### Work request
Which lines below hold the word "pipe"? Report each one.

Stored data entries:
======

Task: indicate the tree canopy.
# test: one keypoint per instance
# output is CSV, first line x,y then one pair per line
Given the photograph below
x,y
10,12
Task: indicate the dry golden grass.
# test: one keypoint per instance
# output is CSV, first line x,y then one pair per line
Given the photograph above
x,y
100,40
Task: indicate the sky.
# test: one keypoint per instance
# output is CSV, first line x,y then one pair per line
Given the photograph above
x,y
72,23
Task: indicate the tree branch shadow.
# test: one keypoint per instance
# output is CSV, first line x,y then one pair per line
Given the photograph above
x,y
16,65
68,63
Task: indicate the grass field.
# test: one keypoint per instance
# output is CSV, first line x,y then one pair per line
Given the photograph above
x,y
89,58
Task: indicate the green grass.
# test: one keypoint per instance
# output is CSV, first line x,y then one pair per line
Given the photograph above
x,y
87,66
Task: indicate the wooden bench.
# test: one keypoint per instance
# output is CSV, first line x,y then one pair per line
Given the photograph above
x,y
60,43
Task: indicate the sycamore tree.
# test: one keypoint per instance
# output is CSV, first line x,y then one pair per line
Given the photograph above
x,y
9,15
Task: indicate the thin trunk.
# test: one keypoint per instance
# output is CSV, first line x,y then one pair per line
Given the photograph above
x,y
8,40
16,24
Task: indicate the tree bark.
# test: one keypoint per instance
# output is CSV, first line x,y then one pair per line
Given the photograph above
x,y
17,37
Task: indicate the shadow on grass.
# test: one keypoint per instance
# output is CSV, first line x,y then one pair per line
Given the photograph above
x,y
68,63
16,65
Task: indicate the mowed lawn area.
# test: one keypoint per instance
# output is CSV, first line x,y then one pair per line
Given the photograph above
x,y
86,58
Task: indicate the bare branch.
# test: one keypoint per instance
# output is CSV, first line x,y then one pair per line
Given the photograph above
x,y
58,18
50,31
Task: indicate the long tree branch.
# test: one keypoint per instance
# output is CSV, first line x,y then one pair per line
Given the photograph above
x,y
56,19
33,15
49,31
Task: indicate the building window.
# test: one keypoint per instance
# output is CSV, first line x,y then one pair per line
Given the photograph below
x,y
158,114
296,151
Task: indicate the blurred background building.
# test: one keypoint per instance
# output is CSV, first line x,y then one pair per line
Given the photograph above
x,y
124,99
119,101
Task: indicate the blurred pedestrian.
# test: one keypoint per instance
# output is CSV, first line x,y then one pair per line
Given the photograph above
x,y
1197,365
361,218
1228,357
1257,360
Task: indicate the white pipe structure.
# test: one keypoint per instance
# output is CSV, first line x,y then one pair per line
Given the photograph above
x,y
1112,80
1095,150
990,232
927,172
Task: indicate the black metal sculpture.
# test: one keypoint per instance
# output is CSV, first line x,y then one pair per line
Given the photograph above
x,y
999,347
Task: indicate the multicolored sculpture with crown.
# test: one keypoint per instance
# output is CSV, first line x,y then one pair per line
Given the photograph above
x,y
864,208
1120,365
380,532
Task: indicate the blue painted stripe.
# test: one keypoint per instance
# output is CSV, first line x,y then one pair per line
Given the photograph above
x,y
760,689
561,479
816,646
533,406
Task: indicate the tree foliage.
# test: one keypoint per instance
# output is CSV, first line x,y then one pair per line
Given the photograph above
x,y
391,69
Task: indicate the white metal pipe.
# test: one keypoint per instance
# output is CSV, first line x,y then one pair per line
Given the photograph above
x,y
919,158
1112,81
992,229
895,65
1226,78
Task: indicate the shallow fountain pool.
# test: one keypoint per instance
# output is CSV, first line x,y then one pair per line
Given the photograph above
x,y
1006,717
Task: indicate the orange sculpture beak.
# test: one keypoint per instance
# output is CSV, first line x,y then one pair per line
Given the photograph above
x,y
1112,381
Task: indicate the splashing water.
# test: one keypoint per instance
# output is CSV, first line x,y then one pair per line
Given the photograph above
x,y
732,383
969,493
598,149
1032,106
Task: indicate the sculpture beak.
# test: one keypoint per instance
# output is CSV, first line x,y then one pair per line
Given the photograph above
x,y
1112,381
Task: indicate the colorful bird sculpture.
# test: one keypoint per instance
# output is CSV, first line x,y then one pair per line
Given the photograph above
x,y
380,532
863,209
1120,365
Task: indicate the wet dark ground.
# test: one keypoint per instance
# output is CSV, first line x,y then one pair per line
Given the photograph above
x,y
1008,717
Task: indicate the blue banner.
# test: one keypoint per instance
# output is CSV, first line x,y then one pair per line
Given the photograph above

======

### Answer section
Task: indicate the white pipe structure.
Task: indicate the white metal pipe.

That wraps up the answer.